[Begin]

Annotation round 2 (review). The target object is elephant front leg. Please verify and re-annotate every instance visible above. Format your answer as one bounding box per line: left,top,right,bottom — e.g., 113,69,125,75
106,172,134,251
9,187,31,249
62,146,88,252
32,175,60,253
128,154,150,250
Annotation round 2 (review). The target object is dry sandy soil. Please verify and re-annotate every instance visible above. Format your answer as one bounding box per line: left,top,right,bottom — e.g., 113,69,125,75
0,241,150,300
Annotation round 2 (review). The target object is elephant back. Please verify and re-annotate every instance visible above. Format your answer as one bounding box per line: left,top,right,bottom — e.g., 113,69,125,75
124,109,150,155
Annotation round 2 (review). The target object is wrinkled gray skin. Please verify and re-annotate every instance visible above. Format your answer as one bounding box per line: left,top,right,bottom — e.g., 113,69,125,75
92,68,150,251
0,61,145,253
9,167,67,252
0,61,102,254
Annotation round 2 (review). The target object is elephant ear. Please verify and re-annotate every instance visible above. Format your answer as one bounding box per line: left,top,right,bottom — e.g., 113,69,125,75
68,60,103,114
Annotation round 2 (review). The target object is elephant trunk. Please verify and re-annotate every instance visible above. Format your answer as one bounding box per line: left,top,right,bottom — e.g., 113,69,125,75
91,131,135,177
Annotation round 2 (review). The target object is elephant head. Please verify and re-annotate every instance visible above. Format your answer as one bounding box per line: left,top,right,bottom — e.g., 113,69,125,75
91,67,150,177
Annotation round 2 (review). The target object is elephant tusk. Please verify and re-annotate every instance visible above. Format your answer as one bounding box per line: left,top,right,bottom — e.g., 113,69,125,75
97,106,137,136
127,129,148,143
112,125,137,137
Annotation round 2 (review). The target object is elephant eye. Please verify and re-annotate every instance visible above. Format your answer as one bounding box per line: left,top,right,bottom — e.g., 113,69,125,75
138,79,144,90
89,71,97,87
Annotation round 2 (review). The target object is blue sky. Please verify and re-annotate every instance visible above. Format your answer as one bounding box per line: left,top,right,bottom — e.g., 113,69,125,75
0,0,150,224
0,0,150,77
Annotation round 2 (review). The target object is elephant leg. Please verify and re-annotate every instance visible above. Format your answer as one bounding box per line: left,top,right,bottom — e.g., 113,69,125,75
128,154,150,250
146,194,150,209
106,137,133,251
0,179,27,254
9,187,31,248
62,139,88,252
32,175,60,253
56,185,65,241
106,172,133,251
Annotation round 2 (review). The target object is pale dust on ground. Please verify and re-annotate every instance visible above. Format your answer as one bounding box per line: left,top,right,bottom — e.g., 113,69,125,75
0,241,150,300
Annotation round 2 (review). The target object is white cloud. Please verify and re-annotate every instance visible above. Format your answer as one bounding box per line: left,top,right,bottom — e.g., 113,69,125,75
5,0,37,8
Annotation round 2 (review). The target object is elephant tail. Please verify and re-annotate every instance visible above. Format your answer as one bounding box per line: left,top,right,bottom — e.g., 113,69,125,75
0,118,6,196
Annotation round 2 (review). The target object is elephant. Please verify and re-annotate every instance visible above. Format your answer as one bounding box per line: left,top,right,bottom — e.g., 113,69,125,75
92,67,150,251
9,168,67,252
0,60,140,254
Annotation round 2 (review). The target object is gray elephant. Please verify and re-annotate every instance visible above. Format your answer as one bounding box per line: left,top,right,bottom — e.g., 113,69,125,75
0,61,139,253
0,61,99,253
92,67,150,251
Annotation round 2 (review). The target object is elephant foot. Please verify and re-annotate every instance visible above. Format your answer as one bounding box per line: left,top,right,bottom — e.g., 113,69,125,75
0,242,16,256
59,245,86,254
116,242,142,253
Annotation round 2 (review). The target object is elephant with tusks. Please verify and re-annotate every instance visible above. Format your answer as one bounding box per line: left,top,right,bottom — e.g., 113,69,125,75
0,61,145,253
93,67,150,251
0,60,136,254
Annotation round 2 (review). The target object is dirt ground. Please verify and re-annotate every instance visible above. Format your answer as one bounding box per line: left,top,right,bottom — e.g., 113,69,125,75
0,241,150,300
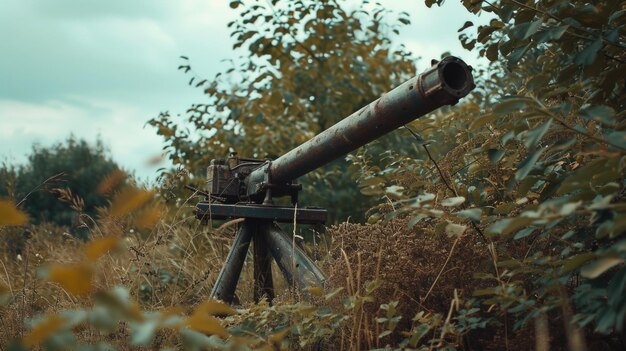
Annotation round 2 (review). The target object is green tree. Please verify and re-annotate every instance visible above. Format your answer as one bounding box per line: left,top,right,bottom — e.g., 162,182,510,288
360,0,626,350
0,136,120,231
149,0,415,223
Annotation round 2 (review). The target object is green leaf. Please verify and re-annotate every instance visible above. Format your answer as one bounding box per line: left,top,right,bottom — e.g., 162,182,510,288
515,149,543,182
487,149,504,165
454,208,483,222
487,217,535,236
581,105,615,126
457,21,474,32
509,19,543,40
385,185,404,200
493,96,530,114
574,38,602,66
441,196,465,207
524,118,552,149
604,131,626,149
469,113,500,130
533,24,569,43
580,256,624,279
563,252,596,273
508,44,530,66
446,222,467,237
513,227,536,240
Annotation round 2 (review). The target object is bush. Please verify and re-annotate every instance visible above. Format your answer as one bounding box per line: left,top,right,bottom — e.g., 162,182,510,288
0,136,121,234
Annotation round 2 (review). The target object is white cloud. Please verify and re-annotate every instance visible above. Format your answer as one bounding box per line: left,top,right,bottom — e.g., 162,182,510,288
0,0,488,184
0,97,169,179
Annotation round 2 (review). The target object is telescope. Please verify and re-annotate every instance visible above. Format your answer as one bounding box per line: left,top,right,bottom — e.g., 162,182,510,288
194,56,475,303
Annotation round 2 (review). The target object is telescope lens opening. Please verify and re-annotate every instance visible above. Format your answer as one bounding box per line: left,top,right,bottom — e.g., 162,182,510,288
442,62,467,90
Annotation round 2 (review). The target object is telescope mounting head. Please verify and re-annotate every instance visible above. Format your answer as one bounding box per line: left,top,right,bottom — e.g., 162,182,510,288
206,153,302,204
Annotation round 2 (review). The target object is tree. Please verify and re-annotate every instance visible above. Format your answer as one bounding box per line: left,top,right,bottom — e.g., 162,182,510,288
0,136,120,231
149,0,415,223
352,0,626,350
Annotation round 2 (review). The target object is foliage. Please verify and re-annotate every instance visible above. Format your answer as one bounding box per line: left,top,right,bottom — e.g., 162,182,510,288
0,137,122,234
352,0,626,349
149,0,414,219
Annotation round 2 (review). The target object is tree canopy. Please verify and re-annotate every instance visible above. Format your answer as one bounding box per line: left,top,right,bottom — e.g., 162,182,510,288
0,136,121,232
149,0,415,219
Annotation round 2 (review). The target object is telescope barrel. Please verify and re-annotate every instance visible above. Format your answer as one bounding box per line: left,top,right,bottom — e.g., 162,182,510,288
269,56,475,183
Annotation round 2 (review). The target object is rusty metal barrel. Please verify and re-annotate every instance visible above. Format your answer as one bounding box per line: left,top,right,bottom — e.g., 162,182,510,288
269,56,475,183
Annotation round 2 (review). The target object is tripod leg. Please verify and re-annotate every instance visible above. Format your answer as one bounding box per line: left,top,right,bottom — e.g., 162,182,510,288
211,220,255,303
252,221,274,303
266,223,326,289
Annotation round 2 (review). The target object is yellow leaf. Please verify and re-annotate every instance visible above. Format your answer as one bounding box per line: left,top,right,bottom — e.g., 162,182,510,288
96,169,126,195
185,311,228,339
196,300,237,316
305,286,324,296
269,328,289,343
0,200,28,225
85,235,120,261
48,263,93,295
24,316,65,348
110,186,154,216
133,204,163,229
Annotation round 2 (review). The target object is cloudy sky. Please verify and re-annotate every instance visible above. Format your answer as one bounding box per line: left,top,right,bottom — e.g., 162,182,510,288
0,0,484,180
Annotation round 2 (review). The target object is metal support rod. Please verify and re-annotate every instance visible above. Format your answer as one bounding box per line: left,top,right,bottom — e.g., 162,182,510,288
248,220,274,303
211,220,255,303
266,223,326,293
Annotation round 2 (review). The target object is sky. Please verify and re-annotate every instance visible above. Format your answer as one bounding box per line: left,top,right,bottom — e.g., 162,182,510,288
0,0,485,182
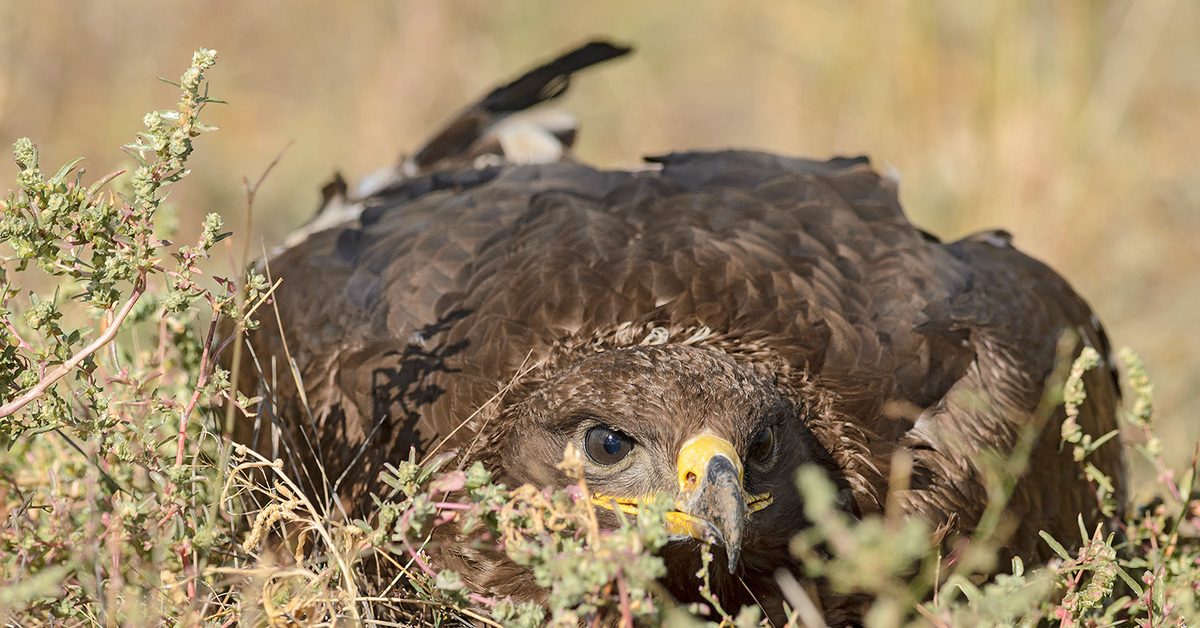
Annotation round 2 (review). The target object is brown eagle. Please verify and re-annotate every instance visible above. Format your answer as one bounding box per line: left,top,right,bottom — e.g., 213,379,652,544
238,42,1124,617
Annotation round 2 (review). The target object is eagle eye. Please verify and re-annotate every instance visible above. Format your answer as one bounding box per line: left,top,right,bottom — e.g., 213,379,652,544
583,425,634,467
746,427,775,462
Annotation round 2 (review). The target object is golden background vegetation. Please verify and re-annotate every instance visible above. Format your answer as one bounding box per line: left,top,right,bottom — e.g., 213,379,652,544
0,0,1200,489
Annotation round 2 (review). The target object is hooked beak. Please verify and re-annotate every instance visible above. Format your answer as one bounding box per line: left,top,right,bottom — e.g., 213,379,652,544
593,432,772,573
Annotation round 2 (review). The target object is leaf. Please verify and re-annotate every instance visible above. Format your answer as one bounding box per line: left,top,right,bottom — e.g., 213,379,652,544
1038,530,1070,561
1116,566,1145,598
54,157,83,180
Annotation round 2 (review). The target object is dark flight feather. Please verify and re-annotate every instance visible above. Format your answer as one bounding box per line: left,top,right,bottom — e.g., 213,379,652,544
236,43,1124,618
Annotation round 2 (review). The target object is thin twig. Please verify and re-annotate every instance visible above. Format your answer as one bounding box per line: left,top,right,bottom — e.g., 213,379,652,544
0,271,146,418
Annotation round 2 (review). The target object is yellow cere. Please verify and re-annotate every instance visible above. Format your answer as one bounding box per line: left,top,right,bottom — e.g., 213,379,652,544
676,432,742,494
592,432,773,538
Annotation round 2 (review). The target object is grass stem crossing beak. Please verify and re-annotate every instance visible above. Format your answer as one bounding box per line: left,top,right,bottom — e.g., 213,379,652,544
593,432,772,573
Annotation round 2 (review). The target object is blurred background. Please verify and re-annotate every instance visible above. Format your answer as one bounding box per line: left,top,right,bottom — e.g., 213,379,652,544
0,0,1200,492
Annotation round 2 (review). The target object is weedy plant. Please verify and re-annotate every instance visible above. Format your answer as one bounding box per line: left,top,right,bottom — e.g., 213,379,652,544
0,49,1200,627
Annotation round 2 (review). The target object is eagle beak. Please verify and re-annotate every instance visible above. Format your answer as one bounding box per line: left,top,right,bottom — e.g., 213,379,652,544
592,432,772,573
667,433,770,573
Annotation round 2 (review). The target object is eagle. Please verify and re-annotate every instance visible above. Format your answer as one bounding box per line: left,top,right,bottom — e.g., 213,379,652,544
235,41,1126,618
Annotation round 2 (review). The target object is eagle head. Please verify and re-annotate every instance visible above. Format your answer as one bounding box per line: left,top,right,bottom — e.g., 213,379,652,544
484,343,820,599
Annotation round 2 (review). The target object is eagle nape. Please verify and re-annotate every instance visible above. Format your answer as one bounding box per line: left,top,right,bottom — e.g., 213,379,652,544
234,42,1126,623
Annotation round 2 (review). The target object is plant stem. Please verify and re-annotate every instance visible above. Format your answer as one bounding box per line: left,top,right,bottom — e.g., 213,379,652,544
0,271,146,418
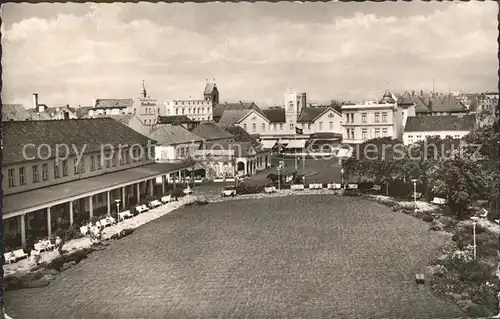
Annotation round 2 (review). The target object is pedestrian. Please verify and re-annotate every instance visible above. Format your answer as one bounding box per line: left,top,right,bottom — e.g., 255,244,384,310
56,236,63,255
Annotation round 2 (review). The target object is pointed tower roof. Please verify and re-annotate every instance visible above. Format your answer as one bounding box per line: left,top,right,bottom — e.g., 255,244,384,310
203,79,216,94
141,80,147,97
379,90,396,104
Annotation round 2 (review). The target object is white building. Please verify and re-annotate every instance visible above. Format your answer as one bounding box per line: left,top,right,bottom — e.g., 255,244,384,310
342,90,404,144
403,115,477,145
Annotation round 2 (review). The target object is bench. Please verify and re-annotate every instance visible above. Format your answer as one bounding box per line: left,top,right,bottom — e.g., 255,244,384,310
264,186,276,194
149,199,162,208
14,249,28,261
118,210,134,220
161,195,172,204
415,274,425,285
309,183,323,189
3,252,17,264
431,197,446,205
80,226,89,236
290,184,305,191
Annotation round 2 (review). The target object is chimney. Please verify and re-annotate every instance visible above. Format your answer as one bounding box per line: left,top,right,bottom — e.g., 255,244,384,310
33,93,38,110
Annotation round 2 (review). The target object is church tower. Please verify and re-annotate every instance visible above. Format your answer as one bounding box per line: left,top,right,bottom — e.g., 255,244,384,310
141,80,148,98
203,79,219,104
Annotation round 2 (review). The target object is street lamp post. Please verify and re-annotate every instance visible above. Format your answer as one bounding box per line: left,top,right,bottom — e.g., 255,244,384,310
411,178,418,213
115,199,121,223
470,216,478,260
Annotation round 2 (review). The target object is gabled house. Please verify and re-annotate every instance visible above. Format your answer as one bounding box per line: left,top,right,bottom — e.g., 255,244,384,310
148,125,203,163
191,122,234,142
403,114,477,145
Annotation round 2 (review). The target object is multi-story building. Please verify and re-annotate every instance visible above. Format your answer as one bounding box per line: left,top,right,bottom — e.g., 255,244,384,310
403,114,477,145
219,91,342,149
2,118,194,251
342,90,403,144
162,79,219,121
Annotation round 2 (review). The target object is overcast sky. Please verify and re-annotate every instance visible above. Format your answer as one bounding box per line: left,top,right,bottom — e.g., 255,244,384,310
2,1,499,107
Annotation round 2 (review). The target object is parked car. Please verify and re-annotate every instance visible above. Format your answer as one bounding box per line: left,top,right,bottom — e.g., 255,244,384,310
182,186,193,195
220,186,236,197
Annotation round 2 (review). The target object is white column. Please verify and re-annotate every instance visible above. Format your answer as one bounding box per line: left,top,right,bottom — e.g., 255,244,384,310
47,207,52,237
136,182,141,204
122,186,127,208
19,214,26,248
106,191,111,214
89,195,94,217
69,201,73,226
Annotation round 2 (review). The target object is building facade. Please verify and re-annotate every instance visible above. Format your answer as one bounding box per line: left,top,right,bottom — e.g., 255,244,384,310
342,91,402,144
2,118,194,252
159,79,219,121
403,115,477,145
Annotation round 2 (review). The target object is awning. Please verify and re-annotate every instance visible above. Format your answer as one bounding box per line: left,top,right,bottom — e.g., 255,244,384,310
260,140,278,149
278,139,290,145
286,139,306,148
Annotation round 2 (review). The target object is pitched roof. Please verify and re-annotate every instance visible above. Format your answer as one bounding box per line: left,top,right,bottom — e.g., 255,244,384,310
405,115,476,133
94,99,134,108
415,94,468,113
75,106,92,119
224,125,260,147
263,107,286,123
297,106,334,123
203,82,216,94
191,122,234,141
398,91,415,105
202,142,256,157
94,114,135,125
148,125,203,145
158,115,195,125
2,104,31,121
213,102,262,118
3,118,149,164
218,110,251,125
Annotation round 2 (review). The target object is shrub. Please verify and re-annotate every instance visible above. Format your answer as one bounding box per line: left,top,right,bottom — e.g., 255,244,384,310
422,214,434,223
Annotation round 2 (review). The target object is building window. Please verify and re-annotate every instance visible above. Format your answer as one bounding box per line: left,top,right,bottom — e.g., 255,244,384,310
42,163,49,181
8,168,16,187
73,158,78,175
19,167,26,185
80,157,85,173
31,165,40,183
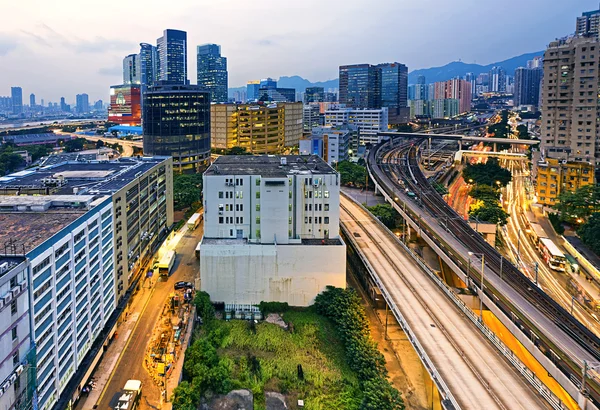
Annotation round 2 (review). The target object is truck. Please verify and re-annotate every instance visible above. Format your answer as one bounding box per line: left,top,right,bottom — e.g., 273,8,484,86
188,214,202,231
158,251,176,276
111,380,142,410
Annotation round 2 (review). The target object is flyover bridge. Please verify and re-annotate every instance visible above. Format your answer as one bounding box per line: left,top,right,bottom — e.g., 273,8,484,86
340,196,548,410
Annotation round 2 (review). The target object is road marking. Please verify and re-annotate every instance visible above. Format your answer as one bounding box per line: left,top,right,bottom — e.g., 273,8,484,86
96,288,154,406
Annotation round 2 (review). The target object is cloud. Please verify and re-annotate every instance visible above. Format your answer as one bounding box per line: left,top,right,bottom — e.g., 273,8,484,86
0,33,18,56
98,67,123,77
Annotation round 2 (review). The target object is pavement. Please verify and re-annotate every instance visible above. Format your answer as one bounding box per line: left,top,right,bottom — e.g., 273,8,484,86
75,225,203,410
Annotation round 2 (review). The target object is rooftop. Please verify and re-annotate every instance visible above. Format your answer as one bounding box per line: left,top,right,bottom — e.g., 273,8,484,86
0,209,87,255
204,155,335,178
0,157,166,195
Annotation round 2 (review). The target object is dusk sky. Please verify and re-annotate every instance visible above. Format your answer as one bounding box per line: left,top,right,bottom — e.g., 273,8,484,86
0,0,598,103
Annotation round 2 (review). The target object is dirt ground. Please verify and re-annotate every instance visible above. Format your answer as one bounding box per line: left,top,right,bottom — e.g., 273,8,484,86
348,275,432,410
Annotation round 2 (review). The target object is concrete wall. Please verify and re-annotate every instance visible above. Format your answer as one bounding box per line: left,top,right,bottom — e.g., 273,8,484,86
200,241,346,306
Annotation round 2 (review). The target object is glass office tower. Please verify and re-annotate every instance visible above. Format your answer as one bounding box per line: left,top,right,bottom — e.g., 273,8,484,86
142,82,210,172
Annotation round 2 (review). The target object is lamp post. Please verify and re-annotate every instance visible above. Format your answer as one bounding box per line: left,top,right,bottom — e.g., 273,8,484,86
469,252,485,323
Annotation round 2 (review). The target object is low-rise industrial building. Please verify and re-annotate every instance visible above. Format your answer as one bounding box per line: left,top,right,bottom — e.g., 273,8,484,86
200,155,346,309
0,157,173,409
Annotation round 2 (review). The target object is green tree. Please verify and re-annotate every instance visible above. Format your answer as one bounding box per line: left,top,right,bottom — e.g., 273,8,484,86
194,291,215,324
554,184,600,223
337,161,367,188
367,204,397,229
172,381,200,410
469,184,500,202
469,201,510,226
462,158,512,187
577,212,600,255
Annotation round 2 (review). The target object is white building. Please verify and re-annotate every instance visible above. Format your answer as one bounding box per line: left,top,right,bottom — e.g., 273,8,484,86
299,126,354,166
0,155,173,410
0,256,35,409
200,155,346,308
325,107,388,145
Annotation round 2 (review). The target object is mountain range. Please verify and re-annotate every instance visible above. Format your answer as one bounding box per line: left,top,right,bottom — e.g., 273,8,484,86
229,51,544,97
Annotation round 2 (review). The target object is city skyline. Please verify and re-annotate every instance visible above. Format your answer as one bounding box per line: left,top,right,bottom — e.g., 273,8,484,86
0,0,597,101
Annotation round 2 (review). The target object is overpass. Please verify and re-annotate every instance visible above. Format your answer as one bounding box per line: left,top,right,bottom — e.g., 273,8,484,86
367,140,600,409
377,131,540,151
340,196,547,410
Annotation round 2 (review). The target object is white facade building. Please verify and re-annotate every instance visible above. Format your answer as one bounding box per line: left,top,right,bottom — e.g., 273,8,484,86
200,155,346,306
325,107,388,145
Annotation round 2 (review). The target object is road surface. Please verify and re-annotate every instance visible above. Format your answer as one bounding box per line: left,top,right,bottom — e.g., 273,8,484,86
340,197,548,410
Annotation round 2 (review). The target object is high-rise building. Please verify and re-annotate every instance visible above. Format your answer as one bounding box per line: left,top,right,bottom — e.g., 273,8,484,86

[End]

> **What is needed**
Transcribe the listing from the line containing "Annotation round 2 (review). The target object is shrub." up to and including the line containing "75,225,203,410". Leave the pictures out of your answer.

> **Reply to the exercise**
Annotation round 2 (review). The target object is shrub. Please verify and re-annotate every instance visible above. Format your answer as one bounding box per line: left,top,right,bottom — e.g., 255,244,384,310
422,214,434,223
Annotation round 2 (review). The target object is building window. Please verify and re-annotate every instance visible above. Format your answer as one bounding box per line: left,top,right,bottom — e.g., 255,244,384,310
42,163,49,181
8,168,16,187
73,158,78,175
19,167,26,185
80,157,85,173
31,165,40,183
Annotation round 2 (review). The target object is truck. Please verify and re-annotate every instance visible above. Format your answer as one bounding box per line: left,top,right,bottom — e.g., 273,8,484,86
188,214,202,231
158,251,176,276
111,380,142,410
Annotation round 2 (review). The target object is flyover bridge. Please verify and re-annotate every instance visible above. Format your answer as one bounding box per line: left,top,right,bottom — e.g., 273,8,484,86
340,196,548,410
Annotation round 2 (review). The target object is road marking. Please verify and re-annotate every instance visible above. Format your answer as one bounding box per line: left,top,right,bottom — e.g., 273,8,484,86
96,288,154,406
Annotation round 2 (review). The target object is cloud. Please verify and re-annotate every instance visible above. Format your answer as one bounding box per line: left,top,right,bottom — e.g., 273,8,484,86
0,33,18,56
98,67,123,77
Annotation round 2 (review). The target object is pavement. Please verify and re-annotate every instance visible above. Format your answer as one bounding box per line: left,top,right,bottom — e.g., 273,8,484,86
75,225,203,410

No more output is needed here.